**Instructions to follow**
Rewrite the data from the line with "outline green unripe tomato" to the line with "384), (597, 389)]]", changing "holes" to "gaps" and leaving everything else as it is. Give only those lines.

**Picture region annotation data**
* Begin *

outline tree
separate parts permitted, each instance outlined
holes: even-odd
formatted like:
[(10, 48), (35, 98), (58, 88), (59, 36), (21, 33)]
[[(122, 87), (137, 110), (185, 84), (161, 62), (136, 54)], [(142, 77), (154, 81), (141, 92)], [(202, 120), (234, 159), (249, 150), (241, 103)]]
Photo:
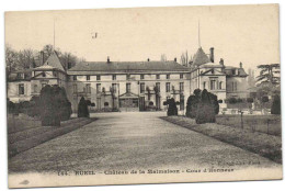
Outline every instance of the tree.
[(167, 60), (168, 60), (167, 55), (166, 55), (166, 54), (162, 54), (162, 55), (160, 56), (160, 60), (161, 60), (161, 61), (167, 61)]
[(281, 114), (281, 99), (278, 94), (274, 96), (272, 106), (271, 106), (271, 114)]
[(270, 83), (270, 86), (280, 85), (281, 78), (275, 76), (280, 74), (280, 64), (259, 65), (260, 76), (256, 77), (256, 82)]
[(187, 53), (187, 50), (186, 50), (185, 53), (182, 53), (182, 54), (181, 54), (180, 63), (181, 63), (183, 66), (189, 66), (189, 53)]
[(187, 99), (186, 116), (196, 120), (196, 123), (215, 123), (219, 113), (219, 101), (216, 94), (206, 89), (195, 89)]
[(196, 117), (198, 103), (201, 101), (201, 89), (195, 89), (194, 94), (190, 96), (186, 103), (186, 116), (191, 119)]
[(60, 126), (60, 121), (71, 115), (71, 103), (66, 90), (58, 86), (45, 86), (39, 94), (41, 121), (43, 126)]
[(78, 117), (89, 117), (88, 104), (84, 97), (81, 97), (78, 104)]
[(168, 106), (168, 116), (178, 115), (178, 106), (173, 98), (167, 101)]

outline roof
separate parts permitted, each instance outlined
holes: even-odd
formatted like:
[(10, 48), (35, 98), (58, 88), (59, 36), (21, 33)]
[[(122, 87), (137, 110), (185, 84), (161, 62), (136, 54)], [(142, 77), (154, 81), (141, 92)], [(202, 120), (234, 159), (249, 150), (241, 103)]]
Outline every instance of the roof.
[(47, 60), (44, 63), (44, 65), (41, 66), (41, 67), (37, 67), (37, 68), (38, 69), (39, 68), (46, 69), (48, 67), (50, 69), (53, 67), (53, 68), (57, 68), (57, 69), (65, 71), (65, 69), (64, 69), (64, 67), (62, 67), (62, 65), (61, 65), (61, 63), (60, 63), (60, 60), (59, 60), (55, 50), (50, 54), (50, 56), (47, 58)]
[(145, 72), (145, 71), (189, 71), (175, 61), (84, 61), (68, 70), (69, 75), (80, 74), (78, 71), (101, 72)]
[(202, 49), (202, 47), (200, 47), (193, 57), (193, 64), (200, 66), (200, 65), (203, 65), (206, 63), (210, 63), (209, 58), (205, 54), (205, 52)]
[[(233, 74), (235, 70), (235, 74)], [(243, 68), (238, 68), (238, 67), (233, 67), (233, 66), (226, 66), (225, 68), (225, 72), (228, 77), (247, 77), (248, 74), (244, 71)]]

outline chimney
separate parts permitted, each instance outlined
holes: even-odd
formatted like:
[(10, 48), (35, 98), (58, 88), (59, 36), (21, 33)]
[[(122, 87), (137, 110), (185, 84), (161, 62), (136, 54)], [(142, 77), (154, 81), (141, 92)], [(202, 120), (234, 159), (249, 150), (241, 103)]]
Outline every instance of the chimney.
[(220, 64), (221, 66), (224, 66), (224, 59), (223, 59), (223, 58), (220, 58), (219, 64)]
[(214, 63), (214, 47), (209, 48), (209, 60), (210, 63)]

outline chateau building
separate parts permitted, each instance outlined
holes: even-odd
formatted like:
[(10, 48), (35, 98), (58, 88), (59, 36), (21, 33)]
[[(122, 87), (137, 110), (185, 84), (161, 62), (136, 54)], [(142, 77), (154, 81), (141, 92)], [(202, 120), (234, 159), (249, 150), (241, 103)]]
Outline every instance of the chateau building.
[(174, 98), (184, 111), (186, 100), (197, 88), (217, 94), (221, 108), (230, 97), (247, 98), (247, 74), (240, 67), (226, 67), (224, 60), (214, 61), (214, 48), (206, 55), (197, 49), (185, 67), (173, 61), (83, 61), (65, 69), (56, 54), (43, 66), (16, 71), (9, 76), (8, 98), (12, 102), (39, 96), (46, 85), (64, 87), (77, 112), (81, 97), (90, 100), (94, 111), (166, 110), (163, 102)]

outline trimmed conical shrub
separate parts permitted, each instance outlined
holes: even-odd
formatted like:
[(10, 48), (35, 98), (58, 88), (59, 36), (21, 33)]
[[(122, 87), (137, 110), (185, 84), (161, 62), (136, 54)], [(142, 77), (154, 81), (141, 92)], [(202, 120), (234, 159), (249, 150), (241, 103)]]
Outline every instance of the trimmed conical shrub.
[(81, 97), (78, 104), (78, 117), (89, 117), (88, 103), (84, 97)]

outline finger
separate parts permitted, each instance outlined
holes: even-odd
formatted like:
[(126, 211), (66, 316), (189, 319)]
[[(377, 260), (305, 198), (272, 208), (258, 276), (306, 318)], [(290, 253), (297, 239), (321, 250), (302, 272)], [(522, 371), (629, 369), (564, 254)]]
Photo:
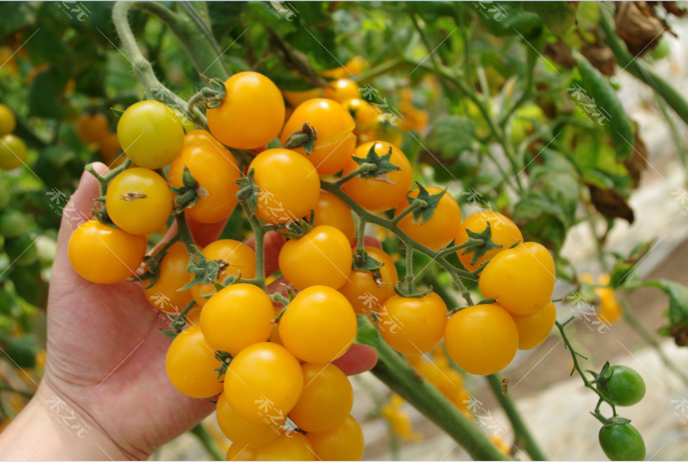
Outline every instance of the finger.
[[(263, 243), (263, 248), (265, 252), (264, 264), (265, 265), (265, 275), (267, 276), (276, 272), (279, 269), (278, 258), (279, 257), (279, 251), (281, 250), (282, 246), (284, 245), (284, 239), (282, 239), (282, 235), (277, 231), (270, 231), (266, 233)], [(255, 236), (251, 236), (244, 243), (255, 251)]]
[(347, 375), (356, 375), (369, 371), (378, 363), (378, 352), (370, 345), (354, 343), (341, 358), (332, 364)]

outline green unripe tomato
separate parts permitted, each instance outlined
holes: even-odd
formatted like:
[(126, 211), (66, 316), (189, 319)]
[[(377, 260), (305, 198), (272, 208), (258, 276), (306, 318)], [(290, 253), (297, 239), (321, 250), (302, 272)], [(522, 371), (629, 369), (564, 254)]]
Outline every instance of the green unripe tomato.
[[(633, 406), (645, 396), (645, 381), (640, 374), (625, 366), (612, 366), (607, 370), (605, 375), (611, 378), (607, 382), (607, 387), (612, 393), (610, 397), (617, 406)], [(604, 390), (597, 384), (597, 389)]]
[(645, 441), (630, 424), (614, 424), (600, 428), (600, 446), (610, 461), (644, 461)]
[(0, 213), (0, 234), (17, 237), (26, 230), (26, 218), (19, 210), (8, 208)]

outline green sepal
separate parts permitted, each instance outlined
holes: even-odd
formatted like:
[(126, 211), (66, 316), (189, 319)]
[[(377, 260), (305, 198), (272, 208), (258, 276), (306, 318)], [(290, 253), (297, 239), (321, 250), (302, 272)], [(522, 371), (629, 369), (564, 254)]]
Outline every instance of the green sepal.
[(310, 155), (313, 152), (313, 148), (315, 146), (315, 138), (317, 135), (318, 130), (309, 124), (308, 121), (304, 122), (303, 124), (301, 125), (301, 130), (292, 132), (284, 142), (284, 148), (303, 148), (305, 153)]
[[(422, 185), (421, 185), (418, 182), (416, 182), (416, 184), (418, 185), (418, 199), (421, 201), (424, 201), (427, 205), (421, 207), (418, 207), (413, 210), (413, 221), (416, 221), (419, 218), (422, 217), (422, 220), (420, 221), (420, 224), (422, 224), (430, 219), (432, 217), (432, 214), (435, 212), (435, 209), (437, 208), (437, 204), (440, 203), (440, 199), (447, 192), (447, 188), (445, 188), (441, 192), (438, 192), (437, 194), (431, 195), (427, 192)], [(409, 205), (410, 206), (416, 200), (415, 198), (409, 197), (408, 195), (406, 196), (406, 200), (409, 201)]]
[(380, 179), (387, 183), (391, 183), (392, 182), (385, 174), (387, 172), (398, 172), (402, 169), (401, 167), (394, 165), (389, 162), (389, 158), (391, 157), (391, 146), (387, 154), (378, 155), (375, 152), (375, 145), (376, 143), (373, 143), (372, 146), (370, 146), (370, 150), (368, 151), (367, 155), (365, 157), (358, 157), (355, 155), (351, 156), (351, 158), (358, 165), (372, 164), (376, 166), (374, 170), (361, 173), (358, 175), (358, 177), (360, 178), (375, 178), (376, 179)]
[[(469, 235), (469, 241), (473, 239), (474, 243), (464, 248), (461, 254), (467, 255), (471, 252), (473, 252), (473, 258), (471, 258), (471, 265), (475, 265), (477, 259), (484, 255), (485, 252), (488, 250), (502, 248), (501, 244), (495, 244), (492, 241), (492, 228), (490, 226), (489, 221), (487, 222), (485, 230), (482, 232), (475, 232), (467, 228), (466, 228), (466, 232)], [(517, 244), (518, 241), (514, 245)]]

* End *

**The answer**
outline green unripe tomato
separate parts permitted, each instance outlined
gaps: even-odd
formatted like:
[(126, 211), (66, 316), (189, 319)]
[[(377, 260), (305, 198), (272, 208), (258, 276), (306, 318)], [(290, 253), (297, 239), (321, 250), (302, 272)], [(522, 371), (629, 369), (564, 254)]]
Outline every instance of the green unripe tomato.
[[(633, 406), (645, 396), (645, 381), (640, 374), (625, 366), (612, 366), (607, 370), (605, 375), (611, 378), (607, 382), (607, 387), (612, 393), (610, 397), (617, 406)], [(604, 390), (597, 384), (597, 389)]]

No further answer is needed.